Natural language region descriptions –
= Beginning of Section =

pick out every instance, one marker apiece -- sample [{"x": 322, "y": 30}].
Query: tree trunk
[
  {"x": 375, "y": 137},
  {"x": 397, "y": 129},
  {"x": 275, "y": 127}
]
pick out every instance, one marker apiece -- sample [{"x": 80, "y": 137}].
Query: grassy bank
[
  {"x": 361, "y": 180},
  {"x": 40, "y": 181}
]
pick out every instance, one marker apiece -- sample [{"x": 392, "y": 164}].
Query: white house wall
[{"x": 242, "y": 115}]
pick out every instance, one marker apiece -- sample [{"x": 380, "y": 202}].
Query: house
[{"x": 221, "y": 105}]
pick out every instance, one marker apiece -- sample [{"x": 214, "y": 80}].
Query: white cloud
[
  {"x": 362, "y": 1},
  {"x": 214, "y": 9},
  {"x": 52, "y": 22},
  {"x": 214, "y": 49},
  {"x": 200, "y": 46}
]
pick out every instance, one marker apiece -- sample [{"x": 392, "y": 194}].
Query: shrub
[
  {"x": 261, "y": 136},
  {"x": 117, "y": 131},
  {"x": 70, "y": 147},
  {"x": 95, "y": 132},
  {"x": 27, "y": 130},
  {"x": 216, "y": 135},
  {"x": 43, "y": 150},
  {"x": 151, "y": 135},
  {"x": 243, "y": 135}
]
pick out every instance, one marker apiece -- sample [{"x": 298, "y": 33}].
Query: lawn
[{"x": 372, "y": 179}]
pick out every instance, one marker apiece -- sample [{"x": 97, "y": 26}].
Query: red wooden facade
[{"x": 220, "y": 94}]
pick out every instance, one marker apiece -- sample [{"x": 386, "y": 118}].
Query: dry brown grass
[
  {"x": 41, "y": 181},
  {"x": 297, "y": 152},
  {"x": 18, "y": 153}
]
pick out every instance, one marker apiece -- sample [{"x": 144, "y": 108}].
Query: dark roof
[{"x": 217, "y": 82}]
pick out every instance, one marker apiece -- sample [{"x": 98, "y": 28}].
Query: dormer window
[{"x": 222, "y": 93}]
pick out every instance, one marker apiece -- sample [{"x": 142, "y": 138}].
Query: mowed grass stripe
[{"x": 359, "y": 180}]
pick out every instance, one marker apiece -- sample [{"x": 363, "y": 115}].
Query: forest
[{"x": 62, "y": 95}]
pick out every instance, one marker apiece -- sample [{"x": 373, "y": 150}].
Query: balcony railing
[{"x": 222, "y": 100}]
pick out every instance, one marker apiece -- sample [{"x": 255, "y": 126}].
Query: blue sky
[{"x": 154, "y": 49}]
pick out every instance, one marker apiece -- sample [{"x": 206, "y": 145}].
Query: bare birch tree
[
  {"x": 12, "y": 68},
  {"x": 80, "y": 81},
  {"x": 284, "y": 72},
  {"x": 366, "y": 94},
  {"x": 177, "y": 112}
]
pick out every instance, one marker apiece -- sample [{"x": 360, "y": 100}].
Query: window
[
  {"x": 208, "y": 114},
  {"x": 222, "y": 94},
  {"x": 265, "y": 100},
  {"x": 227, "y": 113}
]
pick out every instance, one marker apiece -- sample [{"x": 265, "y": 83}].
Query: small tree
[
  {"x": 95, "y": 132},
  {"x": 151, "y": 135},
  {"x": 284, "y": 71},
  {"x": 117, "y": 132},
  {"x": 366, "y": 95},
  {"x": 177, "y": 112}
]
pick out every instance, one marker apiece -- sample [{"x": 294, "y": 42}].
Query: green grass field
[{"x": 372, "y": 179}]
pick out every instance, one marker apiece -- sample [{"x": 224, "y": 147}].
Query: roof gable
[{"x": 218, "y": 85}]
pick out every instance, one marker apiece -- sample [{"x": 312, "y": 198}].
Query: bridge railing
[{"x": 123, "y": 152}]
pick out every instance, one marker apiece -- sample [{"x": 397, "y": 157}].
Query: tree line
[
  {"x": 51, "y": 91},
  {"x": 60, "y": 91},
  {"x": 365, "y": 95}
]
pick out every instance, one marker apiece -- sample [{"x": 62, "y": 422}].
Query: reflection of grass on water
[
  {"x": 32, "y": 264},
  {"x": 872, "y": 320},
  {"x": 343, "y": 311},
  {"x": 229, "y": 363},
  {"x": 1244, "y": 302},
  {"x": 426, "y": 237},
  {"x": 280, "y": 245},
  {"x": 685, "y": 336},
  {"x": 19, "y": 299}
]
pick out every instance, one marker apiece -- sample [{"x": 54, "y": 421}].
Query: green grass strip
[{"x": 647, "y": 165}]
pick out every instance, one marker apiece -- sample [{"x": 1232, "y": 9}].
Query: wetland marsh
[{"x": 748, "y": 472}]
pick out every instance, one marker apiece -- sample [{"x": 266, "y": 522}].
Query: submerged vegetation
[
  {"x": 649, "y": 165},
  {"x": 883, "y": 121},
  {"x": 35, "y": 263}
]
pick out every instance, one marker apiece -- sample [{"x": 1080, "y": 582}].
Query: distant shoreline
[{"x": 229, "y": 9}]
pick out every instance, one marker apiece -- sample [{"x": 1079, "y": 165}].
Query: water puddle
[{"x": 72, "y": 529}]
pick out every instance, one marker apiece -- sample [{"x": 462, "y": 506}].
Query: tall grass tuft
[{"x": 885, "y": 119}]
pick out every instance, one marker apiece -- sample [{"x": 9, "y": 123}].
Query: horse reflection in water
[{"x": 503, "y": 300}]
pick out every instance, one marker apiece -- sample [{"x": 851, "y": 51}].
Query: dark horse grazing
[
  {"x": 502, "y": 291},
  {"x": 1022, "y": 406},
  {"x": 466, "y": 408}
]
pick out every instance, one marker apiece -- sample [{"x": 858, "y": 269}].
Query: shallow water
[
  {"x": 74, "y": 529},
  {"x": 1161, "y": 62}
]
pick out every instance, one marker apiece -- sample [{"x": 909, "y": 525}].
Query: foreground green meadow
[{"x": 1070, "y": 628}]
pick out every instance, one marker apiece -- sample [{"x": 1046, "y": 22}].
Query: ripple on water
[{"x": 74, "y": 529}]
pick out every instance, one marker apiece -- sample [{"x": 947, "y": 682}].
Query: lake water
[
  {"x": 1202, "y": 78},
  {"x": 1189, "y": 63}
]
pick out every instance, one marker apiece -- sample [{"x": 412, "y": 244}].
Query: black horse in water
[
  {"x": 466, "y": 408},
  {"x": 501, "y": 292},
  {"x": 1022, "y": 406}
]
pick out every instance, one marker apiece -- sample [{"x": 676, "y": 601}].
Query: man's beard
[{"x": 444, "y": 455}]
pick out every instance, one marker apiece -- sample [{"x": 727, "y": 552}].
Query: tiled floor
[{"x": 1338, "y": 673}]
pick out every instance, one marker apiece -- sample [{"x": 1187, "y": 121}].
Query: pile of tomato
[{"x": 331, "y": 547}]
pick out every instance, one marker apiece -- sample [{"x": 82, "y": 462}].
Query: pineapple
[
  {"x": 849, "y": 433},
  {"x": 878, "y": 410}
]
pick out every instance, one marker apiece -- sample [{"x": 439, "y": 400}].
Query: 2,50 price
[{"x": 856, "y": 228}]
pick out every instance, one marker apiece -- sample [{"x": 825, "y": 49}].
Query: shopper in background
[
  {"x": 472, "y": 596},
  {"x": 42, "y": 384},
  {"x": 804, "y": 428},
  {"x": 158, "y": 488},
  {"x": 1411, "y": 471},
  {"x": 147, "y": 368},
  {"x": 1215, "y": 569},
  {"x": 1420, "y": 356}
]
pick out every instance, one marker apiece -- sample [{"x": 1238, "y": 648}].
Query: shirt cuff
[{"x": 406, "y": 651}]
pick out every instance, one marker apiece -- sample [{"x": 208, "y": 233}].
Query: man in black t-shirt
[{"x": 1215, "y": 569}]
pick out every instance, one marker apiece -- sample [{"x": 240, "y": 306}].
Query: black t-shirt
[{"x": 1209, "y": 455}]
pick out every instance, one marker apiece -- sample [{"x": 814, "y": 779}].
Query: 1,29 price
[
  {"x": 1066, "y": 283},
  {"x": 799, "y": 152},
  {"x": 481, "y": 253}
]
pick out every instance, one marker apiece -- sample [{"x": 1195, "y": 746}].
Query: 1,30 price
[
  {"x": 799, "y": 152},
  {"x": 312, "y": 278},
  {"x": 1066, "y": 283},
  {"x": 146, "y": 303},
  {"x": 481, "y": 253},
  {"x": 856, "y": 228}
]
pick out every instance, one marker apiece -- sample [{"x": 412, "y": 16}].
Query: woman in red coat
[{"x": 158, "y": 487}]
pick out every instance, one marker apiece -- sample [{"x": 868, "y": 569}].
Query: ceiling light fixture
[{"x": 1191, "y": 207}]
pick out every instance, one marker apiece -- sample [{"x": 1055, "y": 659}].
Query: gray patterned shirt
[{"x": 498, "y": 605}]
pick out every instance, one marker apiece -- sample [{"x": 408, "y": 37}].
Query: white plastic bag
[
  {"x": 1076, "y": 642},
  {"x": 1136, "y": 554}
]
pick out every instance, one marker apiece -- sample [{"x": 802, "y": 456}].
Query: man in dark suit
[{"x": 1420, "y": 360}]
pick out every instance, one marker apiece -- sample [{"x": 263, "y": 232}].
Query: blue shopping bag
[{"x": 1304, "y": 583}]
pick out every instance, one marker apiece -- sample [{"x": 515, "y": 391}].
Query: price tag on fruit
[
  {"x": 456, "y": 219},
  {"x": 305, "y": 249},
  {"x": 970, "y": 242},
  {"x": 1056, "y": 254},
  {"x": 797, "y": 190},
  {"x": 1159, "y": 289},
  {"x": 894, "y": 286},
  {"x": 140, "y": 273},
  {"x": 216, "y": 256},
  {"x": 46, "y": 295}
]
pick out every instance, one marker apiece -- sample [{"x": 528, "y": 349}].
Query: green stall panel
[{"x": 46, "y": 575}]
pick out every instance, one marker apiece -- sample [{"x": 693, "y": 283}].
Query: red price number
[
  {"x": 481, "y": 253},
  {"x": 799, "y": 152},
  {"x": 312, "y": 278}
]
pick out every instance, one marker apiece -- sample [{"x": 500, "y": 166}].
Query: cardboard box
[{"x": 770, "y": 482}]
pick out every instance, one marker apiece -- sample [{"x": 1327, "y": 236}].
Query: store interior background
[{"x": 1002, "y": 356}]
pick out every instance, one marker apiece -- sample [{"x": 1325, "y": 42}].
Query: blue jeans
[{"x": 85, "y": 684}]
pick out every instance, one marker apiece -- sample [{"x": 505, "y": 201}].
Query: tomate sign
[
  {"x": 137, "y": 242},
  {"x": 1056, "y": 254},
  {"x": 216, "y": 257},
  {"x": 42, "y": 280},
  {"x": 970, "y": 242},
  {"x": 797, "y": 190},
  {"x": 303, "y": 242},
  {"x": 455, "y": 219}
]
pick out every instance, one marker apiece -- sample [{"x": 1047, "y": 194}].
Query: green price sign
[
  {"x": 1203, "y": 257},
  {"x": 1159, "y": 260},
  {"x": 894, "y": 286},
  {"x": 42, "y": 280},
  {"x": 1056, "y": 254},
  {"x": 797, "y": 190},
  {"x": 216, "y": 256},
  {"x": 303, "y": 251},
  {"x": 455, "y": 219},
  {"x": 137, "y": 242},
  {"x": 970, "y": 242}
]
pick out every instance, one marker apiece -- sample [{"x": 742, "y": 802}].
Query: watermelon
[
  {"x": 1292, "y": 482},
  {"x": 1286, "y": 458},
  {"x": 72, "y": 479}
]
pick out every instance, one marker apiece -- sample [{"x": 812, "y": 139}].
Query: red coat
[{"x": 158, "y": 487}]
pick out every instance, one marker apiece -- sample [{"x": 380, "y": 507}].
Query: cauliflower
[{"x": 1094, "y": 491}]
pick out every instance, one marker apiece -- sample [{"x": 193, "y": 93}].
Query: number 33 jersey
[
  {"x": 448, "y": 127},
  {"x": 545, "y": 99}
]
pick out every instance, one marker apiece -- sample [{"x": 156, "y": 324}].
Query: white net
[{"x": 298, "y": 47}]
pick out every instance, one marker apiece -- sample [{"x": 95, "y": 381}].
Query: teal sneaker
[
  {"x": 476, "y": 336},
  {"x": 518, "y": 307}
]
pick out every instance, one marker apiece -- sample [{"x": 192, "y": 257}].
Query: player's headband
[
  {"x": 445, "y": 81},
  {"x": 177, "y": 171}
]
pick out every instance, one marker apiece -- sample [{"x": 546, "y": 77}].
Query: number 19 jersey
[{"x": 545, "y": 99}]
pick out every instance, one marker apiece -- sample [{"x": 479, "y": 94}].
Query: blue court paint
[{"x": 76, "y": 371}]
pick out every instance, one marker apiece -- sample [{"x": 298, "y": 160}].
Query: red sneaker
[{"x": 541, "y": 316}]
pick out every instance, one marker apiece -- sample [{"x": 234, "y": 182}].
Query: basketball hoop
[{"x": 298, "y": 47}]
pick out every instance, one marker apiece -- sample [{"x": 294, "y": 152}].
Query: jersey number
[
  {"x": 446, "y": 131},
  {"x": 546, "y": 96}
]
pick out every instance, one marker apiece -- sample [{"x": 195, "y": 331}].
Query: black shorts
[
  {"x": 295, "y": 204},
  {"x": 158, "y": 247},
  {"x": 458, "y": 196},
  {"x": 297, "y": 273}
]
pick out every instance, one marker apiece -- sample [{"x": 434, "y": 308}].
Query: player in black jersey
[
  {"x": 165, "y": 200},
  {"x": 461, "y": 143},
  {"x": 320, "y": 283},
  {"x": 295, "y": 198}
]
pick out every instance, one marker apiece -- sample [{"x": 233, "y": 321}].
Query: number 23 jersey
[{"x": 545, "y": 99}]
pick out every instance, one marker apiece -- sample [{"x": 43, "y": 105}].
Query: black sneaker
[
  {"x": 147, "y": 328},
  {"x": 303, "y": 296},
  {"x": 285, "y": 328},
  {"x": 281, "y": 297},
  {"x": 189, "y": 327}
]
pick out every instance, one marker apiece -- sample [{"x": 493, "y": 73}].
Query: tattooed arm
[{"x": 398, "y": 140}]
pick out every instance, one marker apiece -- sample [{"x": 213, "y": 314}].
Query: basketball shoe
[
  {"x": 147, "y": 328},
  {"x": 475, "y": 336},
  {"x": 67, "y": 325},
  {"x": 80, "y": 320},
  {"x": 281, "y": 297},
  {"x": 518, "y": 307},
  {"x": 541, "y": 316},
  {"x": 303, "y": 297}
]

= End of Section =

Instructions for the task –
Write out the lines above, starting at the line that contains "Query: tattooed arm" and ending with the final line, and nothing else; copy them exactly.

Answer to the exercise –
Query: tattooed arm
[{"x": 398, "y": 140}]
pick out every instance, one marker apiece -- sample [{"x": 213, "y": 314}].
Query: basketball shoe
[
  {"x": 147, "y": 328},
  {"x": 475, "y": 336},
  {"x": 67, "y": 325},
  {"x": 80, "y": 320},
  {"x": 281, "y": 297},
  {"x": 518, "y": 307},
  {"x": 541, "y": 316},
  {"x": 303, "y": 297}
]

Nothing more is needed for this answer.